Short problem -
Output exactly the lines that run from the line with "Where can the spiky" to the end of the material, both ends included, and no other lines.

— START Exercise input —

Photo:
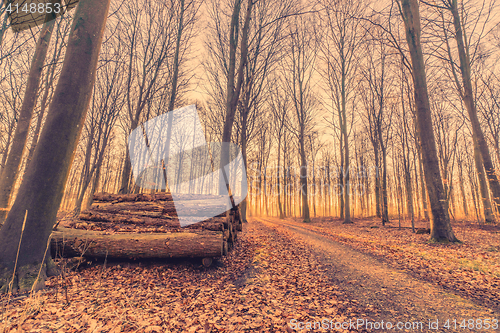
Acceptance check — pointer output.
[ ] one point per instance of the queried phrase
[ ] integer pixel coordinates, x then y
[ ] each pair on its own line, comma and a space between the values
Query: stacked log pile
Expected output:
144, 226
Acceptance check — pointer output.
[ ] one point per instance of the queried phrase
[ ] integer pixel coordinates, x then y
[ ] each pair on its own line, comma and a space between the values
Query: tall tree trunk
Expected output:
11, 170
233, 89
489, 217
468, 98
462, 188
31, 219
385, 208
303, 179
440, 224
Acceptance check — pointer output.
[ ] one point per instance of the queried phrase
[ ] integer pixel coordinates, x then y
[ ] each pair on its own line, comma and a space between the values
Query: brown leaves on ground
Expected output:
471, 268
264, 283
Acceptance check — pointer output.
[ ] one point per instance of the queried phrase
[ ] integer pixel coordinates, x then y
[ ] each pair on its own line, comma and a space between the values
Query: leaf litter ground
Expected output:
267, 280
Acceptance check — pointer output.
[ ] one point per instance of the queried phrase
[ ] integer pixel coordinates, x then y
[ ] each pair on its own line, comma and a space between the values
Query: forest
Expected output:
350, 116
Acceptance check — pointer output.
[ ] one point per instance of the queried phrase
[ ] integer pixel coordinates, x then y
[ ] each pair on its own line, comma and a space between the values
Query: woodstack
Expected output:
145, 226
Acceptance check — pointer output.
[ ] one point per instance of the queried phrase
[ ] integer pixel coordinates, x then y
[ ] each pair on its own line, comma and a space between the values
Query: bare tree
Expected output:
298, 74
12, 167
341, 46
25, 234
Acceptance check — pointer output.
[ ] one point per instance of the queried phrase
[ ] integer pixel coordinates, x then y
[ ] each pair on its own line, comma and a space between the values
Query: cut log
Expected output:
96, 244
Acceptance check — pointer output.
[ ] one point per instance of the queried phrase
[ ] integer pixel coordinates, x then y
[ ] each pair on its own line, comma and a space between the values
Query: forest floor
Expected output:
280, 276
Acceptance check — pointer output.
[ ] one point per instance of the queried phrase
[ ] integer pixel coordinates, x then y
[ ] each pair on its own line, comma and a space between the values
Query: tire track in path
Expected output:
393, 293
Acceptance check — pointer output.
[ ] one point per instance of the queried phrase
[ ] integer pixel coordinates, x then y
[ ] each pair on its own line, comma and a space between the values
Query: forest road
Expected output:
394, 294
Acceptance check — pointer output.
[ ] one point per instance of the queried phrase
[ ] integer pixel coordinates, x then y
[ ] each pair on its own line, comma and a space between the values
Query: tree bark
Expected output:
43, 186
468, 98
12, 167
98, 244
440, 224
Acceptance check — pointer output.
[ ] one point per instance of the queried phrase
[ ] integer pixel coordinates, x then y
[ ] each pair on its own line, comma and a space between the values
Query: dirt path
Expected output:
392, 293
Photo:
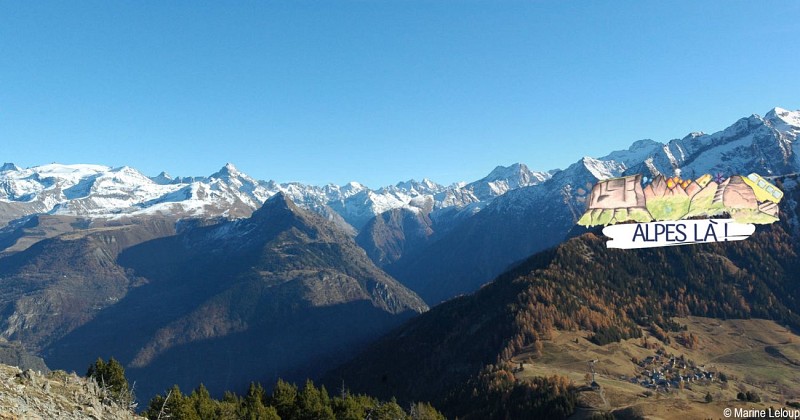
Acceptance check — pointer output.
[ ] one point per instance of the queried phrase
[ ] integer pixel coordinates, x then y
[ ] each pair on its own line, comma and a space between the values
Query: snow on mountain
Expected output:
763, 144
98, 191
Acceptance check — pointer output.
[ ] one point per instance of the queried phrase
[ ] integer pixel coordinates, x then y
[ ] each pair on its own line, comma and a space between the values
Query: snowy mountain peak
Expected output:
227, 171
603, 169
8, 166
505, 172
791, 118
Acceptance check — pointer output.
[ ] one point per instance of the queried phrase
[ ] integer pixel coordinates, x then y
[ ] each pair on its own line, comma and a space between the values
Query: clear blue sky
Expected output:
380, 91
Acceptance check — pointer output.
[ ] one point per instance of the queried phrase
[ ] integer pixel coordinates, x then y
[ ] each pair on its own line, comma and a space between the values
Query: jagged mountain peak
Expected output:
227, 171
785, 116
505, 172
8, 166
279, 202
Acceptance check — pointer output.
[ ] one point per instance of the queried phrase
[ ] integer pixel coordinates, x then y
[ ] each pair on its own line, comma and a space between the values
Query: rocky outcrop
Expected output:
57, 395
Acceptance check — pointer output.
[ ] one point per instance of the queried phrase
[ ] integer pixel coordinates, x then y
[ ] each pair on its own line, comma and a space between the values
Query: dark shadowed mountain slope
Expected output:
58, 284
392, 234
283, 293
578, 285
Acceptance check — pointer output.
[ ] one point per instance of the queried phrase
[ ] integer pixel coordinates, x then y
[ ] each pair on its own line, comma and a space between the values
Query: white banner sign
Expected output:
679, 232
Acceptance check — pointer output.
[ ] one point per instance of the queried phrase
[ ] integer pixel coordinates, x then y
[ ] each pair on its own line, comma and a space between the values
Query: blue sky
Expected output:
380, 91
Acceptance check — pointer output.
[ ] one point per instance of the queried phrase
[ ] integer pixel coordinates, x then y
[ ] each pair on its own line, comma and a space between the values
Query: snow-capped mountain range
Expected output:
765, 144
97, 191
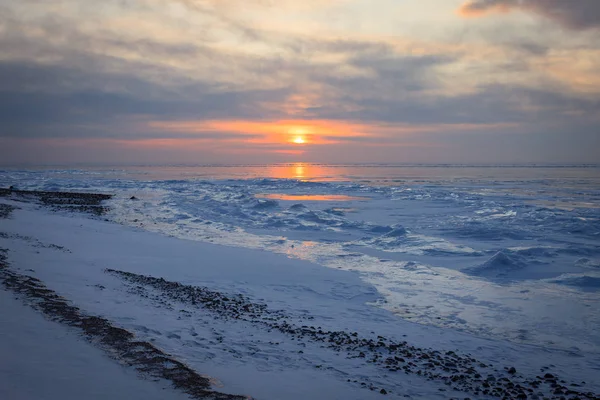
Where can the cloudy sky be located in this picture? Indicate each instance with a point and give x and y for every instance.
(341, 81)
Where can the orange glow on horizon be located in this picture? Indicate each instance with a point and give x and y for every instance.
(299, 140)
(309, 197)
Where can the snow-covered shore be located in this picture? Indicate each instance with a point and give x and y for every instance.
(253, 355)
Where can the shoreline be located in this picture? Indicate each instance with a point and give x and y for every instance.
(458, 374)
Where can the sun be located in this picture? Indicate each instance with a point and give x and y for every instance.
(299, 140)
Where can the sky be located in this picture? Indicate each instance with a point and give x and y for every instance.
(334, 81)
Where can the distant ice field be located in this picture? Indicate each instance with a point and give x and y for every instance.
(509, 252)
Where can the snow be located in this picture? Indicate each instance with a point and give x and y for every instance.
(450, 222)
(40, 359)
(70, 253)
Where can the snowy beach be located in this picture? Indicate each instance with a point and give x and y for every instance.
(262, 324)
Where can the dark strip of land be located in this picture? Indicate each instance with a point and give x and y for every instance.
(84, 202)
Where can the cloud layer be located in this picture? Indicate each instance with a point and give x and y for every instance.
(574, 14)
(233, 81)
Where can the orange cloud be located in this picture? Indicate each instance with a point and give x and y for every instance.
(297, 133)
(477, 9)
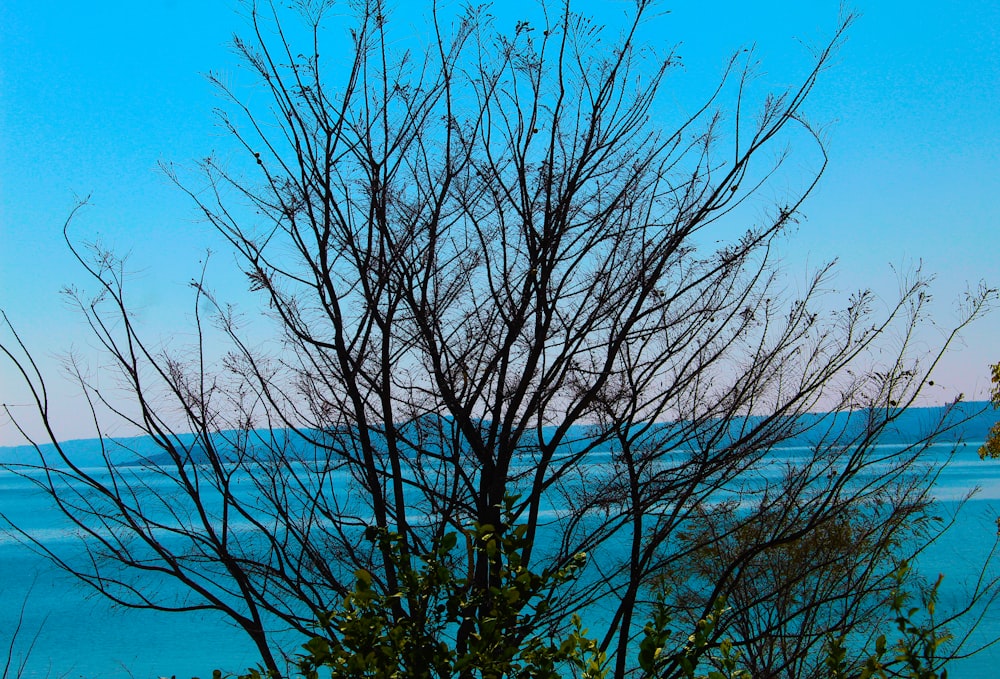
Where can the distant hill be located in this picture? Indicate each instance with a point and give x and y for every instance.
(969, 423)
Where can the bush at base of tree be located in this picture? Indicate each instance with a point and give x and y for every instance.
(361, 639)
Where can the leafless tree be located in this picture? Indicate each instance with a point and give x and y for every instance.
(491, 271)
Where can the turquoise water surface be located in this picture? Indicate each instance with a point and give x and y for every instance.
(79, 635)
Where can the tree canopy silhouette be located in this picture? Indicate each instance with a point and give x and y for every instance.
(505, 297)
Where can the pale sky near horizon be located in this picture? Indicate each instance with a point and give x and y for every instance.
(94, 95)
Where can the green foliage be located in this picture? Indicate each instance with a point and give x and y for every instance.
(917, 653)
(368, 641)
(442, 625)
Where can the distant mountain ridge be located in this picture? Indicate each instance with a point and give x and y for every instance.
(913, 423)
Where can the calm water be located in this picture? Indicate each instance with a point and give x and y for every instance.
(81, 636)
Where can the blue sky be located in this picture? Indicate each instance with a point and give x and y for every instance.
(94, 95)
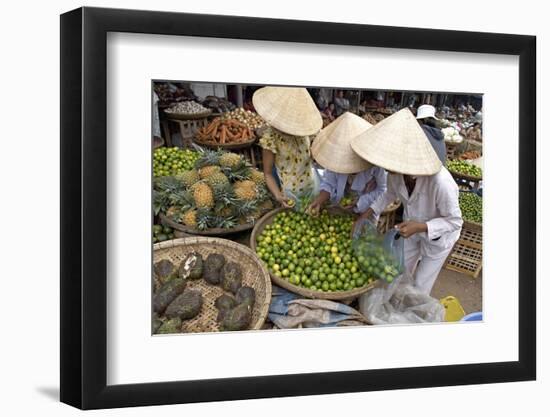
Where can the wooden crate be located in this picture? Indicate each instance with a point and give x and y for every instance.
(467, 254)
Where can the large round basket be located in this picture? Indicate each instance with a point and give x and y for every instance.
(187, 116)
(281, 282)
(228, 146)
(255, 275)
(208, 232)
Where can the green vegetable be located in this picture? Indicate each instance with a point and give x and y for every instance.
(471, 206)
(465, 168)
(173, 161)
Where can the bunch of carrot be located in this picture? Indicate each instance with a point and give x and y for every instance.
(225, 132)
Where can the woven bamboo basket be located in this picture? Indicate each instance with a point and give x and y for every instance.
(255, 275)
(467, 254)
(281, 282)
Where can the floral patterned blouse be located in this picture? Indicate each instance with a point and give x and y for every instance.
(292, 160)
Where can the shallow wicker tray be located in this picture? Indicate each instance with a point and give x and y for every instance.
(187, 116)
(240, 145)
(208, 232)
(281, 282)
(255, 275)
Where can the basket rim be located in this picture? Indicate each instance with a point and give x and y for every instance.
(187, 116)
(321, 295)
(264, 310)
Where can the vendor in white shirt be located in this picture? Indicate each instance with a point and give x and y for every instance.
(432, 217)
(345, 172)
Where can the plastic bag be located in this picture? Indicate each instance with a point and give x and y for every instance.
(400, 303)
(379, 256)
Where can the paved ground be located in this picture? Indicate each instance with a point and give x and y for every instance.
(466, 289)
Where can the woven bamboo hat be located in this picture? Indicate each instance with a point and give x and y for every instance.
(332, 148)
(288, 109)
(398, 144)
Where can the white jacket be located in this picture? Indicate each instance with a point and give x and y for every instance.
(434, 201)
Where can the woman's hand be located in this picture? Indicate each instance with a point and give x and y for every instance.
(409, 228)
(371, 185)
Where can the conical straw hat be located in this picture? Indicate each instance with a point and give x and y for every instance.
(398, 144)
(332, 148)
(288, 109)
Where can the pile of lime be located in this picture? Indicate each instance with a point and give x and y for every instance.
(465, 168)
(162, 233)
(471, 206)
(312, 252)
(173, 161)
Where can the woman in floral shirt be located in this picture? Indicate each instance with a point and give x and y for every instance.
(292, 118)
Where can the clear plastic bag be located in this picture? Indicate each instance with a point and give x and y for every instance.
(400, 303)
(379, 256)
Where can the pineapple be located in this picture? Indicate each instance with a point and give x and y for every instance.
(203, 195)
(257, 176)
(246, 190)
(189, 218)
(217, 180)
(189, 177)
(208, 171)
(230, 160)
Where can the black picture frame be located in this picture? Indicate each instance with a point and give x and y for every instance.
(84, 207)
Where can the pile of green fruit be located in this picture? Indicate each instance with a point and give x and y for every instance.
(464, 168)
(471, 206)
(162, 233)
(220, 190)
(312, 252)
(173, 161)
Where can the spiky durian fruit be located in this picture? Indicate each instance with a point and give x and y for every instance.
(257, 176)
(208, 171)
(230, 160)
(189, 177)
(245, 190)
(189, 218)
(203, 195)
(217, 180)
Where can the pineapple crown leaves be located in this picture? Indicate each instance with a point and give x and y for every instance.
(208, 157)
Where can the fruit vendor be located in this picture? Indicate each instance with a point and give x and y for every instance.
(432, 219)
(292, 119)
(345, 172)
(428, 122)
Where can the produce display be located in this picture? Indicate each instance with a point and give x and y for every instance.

— END Exercise input —

Full answer -
Where can the spiky durian fruit be located in this picture? Indicate each instance with a point and give x and y for every instance.
(257, 176)
(208, 171)
(230, 160)
(189, 177)
(245, 190)
(189, 218)
(203, 195)
(217, 180)
Where can the pineapple crown leaves be located in this picture? Indicate each instance with a point and give x and y for every instance.
(208, 157)
Where can the fruit vendor be located in this picture? Indicate each instance with a point and give x and y for every instance.
(432, 219)
(292, 119)
(345, 172)
(428, 122)
Where can the produce display be located in this picture? Indicate each instance with a point and give x and y for every instance.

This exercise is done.